━━━━━ Extrait cité ━━━━━
Une étude suédoise publiée dans les colonnes de Lancet Public Health pointe les risques accrus de démence des footballeurs, par rapport au reste de la population.Seuls les gardiens de but sont épargnés par la survenue précoce de ces troubles dégénératifs.
Depuis plusieurs années, la question des risques sur la santé des sportifs de haut niveau, notamment après leur carrière, revient de plus en plus fréquemment au cœur de l'actualité. L'intensité, les rythmes de travail et les chocs sont tels que plusieurs chercheurs mettent en garde sur les dangers à long terme, aussi bien sur le plan physique que psychologique. Ce n'est d'ailleurs pas un hasard si un "protocole commotion" a été instauré puis développé, même s'il est encore largement perfectible, dans certains sports comme le rugby.
Mais le travail en la matière, pour réussir à concilier performance et protection des joueurs, reste immense. Témoin de ce système encore lacunaire : les footballeurs ont un risque plus élevé que la population générale de développer une démence. C'est ce que révèle une nouvelle étude suédoise d'envergure, publiée le 16 mars dernier dans la revue scientifique The Lancet Public Health. Celle-ci apporte "une preuve convaincante" du lien entre le sport le plus populaire au monde - pratiqué en compétition par 265 millions de personnes dans plus de 200 pays - et ce type de troubles cérébraux.
━━━━━
Exercices:
[a] D'après l'extrait sur la démence chez les footballeurs, quels joueurs échappent à la survenue précoce de ces troubles ?
[b] Reproduisez mot pour mot le passage de l'extrait qui commence à "Depuis plusieurs années, la" et se termine à "comme le rugby.".
Les lignes constituent un matériau indépendant de l'extrait.
━━━━━ Extraits des lignes ━━━━━
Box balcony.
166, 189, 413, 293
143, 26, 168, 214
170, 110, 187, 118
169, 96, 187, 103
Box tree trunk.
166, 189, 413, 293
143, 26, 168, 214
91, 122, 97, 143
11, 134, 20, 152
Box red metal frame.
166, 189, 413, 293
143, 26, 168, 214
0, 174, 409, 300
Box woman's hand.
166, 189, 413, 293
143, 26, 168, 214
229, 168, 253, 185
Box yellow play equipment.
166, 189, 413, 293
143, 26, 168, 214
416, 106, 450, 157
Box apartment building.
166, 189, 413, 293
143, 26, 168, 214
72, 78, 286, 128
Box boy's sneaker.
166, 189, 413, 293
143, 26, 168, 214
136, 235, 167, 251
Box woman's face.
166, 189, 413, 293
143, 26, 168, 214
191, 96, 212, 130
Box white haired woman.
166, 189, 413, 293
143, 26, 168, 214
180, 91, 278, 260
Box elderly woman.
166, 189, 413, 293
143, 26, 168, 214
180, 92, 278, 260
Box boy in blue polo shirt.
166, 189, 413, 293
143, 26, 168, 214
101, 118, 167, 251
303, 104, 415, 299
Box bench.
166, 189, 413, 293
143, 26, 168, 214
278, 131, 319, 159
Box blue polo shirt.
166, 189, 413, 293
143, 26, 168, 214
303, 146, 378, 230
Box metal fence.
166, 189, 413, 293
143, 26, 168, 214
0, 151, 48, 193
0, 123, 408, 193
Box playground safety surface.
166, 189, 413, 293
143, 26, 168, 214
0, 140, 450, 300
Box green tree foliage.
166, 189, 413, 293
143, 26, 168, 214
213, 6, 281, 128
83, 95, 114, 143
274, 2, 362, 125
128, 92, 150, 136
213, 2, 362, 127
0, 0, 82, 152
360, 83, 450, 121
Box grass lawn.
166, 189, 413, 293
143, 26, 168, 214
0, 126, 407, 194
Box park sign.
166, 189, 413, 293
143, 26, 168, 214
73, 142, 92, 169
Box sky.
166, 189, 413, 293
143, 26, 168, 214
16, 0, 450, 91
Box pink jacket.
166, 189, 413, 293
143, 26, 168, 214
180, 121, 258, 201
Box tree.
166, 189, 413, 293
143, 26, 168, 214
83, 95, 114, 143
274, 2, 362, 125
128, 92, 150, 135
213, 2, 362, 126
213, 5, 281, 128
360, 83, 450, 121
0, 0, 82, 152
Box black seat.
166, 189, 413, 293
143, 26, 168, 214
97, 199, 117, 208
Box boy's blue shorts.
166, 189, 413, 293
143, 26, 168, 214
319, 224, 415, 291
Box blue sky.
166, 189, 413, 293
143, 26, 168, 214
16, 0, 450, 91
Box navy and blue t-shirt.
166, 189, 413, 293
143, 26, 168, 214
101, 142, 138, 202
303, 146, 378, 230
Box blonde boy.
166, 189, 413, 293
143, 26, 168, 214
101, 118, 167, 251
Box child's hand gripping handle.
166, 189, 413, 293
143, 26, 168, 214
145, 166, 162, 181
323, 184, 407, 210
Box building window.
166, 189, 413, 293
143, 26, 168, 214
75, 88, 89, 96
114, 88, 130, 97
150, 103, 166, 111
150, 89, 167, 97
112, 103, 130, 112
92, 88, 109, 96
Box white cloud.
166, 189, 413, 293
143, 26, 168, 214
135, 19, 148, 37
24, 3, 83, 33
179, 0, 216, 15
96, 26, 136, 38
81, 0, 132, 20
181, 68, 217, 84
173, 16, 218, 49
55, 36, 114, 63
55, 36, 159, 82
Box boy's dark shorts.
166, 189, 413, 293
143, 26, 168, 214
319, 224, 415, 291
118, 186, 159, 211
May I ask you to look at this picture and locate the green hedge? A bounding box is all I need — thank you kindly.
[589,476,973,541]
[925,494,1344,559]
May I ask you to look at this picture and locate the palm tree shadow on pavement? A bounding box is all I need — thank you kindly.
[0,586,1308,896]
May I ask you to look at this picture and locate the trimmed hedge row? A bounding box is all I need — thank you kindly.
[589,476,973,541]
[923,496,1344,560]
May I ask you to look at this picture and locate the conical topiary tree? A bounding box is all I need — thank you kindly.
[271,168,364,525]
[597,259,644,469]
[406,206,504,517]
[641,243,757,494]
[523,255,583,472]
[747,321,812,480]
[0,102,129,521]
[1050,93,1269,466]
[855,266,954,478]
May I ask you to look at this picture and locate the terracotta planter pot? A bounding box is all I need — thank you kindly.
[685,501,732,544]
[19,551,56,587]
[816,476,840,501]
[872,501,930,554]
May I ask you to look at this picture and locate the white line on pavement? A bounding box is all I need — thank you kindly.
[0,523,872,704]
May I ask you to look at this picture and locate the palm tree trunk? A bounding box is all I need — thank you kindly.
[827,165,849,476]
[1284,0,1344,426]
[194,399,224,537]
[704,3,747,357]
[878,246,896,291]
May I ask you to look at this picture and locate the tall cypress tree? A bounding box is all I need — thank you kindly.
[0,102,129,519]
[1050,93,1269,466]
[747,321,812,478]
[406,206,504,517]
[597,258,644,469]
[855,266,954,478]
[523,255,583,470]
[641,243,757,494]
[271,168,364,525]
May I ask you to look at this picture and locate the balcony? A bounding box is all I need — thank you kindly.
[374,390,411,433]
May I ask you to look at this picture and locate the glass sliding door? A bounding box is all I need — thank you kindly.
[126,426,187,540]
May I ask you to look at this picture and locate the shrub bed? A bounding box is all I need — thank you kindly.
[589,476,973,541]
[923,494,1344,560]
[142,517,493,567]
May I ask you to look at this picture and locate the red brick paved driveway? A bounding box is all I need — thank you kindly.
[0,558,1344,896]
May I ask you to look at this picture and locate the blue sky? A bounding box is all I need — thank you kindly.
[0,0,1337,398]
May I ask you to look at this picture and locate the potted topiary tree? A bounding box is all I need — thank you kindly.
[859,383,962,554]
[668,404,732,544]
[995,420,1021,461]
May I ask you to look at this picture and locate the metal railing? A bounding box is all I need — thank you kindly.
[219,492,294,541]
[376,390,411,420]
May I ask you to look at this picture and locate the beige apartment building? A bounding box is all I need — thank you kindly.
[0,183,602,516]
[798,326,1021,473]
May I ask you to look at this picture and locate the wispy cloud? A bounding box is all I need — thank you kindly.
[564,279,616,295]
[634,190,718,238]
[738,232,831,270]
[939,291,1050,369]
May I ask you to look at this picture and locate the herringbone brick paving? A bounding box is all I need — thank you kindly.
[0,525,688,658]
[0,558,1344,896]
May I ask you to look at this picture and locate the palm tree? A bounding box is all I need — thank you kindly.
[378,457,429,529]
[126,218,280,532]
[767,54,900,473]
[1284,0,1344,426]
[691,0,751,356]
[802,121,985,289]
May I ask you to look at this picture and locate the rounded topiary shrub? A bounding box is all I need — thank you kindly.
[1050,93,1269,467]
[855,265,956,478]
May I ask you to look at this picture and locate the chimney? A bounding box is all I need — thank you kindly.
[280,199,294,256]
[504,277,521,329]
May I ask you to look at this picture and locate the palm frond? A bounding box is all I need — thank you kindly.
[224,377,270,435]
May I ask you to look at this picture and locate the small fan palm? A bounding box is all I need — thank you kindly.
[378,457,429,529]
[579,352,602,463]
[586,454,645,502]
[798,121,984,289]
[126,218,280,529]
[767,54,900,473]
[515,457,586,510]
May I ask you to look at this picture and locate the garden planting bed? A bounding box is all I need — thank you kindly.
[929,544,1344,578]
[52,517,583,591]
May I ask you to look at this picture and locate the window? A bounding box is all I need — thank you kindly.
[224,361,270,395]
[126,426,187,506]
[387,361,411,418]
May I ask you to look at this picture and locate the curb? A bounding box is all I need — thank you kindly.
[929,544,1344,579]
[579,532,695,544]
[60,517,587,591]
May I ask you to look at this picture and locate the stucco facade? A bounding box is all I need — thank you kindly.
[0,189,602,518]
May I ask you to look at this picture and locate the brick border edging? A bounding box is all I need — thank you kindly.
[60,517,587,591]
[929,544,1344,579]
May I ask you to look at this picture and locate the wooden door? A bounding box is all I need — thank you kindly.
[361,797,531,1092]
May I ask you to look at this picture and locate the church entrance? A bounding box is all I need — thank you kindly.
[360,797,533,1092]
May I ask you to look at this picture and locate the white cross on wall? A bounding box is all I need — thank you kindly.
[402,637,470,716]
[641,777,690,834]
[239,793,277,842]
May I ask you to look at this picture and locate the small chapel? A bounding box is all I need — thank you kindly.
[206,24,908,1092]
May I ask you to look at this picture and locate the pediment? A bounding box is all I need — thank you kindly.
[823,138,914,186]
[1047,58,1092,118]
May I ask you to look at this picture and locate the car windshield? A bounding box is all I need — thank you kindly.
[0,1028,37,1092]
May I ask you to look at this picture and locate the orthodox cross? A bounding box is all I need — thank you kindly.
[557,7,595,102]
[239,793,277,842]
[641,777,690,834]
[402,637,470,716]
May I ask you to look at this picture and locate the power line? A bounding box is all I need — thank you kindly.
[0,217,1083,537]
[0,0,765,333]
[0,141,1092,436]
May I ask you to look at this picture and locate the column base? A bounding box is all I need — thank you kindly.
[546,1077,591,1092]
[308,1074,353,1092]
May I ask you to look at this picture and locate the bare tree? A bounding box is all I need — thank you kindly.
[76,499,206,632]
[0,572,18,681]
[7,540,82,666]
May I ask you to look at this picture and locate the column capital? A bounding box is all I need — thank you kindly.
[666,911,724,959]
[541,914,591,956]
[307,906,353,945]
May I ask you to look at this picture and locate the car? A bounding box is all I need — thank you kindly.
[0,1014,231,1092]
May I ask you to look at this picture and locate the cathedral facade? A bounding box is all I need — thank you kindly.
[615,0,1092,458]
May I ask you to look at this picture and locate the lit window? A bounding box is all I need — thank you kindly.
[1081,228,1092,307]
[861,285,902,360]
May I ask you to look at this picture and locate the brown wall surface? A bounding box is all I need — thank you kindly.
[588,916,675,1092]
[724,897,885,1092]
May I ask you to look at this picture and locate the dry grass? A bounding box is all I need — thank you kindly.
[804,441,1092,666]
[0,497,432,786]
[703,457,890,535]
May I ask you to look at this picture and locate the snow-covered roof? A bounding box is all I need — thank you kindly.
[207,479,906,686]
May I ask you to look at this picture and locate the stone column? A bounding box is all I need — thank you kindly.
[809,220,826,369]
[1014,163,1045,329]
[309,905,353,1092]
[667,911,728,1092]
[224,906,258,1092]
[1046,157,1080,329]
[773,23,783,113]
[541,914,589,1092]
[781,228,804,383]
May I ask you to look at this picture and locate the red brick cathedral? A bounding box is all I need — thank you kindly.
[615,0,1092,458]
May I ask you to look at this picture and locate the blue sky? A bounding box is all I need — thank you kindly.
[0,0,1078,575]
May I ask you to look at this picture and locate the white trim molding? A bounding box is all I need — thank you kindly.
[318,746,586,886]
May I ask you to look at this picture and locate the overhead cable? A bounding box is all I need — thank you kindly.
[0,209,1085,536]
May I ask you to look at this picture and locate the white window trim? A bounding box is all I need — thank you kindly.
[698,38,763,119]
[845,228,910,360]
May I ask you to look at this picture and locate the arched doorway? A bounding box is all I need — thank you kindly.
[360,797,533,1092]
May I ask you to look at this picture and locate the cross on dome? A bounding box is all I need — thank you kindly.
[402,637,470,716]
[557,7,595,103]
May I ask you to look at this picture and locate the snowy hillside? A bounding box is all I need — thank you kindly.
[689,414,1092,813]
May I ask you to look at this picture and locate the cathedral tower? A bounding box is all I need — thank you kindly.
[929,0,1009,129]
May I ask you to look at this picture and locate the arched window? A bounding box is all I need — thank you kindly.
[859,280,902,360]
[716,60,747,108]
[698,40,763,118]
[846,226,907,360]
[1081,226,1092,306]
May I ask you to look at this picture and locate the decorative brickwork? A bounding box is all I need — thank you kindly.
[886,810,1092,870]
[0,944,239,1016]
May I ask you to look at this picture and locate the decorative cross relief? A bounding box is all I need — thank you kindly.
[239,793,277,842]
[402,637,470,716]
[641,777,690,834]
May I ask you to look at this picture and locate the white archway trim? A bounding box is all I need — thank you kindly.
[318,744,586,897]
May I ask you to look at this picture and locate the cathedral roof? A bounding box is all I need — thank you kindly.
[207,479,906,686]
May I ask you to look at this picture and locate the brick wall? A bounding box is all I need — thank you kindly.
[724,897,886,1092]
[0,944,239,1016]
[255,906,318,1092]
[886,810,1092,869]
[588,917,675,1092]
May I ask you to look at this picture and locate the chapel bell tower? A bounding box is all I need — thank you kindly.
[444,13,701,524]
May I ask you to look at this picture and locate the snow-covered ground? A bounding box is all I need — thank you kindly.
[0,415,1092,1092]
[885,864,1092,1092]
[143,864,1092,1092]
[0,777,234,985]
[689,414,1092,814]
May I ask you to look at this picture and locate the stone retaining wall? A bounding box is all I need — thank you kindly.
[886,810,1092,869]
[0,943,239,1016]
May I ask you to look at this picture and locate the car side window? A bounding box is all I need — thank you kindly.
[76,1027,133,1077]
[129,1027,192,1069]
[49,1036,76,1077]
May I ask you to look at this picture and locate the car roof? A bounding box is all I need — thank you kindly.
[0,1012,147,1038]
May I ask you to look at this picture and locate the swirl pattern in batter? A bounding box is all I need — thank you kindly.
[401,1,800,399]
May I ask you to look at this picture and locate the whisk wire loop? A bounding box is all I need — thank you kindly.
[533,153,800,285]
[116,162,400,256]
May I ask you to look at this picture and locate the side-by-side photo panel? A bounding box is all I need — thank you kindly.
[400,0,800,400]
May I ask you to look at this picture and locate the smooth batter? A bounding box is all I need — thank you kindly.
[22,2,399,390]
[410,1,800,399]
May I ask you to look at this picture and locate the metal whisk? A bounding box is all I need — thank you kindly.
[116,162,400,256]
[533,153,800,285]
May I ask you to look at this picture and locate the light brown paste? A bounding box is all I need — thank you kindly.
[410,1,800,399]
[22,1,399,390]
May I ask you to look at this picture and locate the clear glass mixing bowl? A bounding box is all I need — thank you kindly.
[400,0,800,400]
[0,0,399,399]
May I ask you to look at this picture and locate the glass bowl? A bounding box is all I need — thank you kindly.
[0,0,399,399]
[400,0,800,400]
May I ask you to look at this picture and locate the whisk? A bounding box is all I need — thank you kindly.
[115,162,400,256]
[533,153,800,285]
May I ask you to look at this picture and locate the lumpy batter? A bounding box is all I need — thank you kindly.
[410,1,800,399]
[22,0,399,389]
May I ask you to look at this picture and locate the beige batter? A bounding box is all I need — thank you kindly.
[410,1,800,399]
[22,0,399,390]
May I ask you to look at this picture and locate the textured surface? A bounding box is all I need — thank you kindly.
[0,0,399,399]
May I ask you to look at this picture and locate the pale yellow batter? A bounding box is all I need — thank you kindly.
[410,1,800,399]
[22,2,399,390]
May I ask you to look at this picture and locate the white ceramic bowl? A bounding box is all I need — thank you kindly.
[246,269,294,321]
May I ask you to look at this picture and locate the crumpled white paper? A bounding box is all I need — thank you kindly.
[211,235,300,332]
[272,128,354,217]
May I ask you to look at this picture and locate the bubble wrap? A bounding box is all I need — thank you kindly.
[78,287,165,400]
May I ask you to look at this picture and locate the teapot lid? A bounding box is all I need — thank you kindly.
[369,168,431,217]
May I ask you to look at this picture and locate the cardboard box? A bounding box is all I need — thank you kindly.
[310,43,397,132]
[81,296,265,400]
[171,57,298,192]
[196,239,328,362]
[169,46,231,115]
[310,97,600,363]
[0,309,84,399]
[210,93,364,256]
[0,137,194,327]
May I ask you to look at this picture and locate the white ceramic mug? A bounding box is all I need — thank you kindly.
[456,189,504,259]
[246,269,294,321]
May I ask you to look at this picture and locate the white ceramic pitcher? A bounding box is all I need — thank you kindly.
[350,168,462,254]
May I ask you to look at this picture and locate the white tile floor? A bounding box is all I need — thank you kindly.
━━━━━
Corrigés:
[a] Les gardiens de but.

[b]
Depuis plusieurs années, la question des risques sur la santé des sportifs de haut niveau, notamment après leur carrière, revient de plus en plus fréquemment au cœur de l'actualité. L'intensité, les rythmes de travail et les chocs sont tels que plusieurs chercheurs mettent en garde sur les dangers à long terme, aussi bien sur le plan physique que psychologique. Ce n'est d'ailleurs pas un hasard si un "protocole commotion" a été instauré puis développé, même s'il est encore largement perfectible, dans certains sports comme le rugby.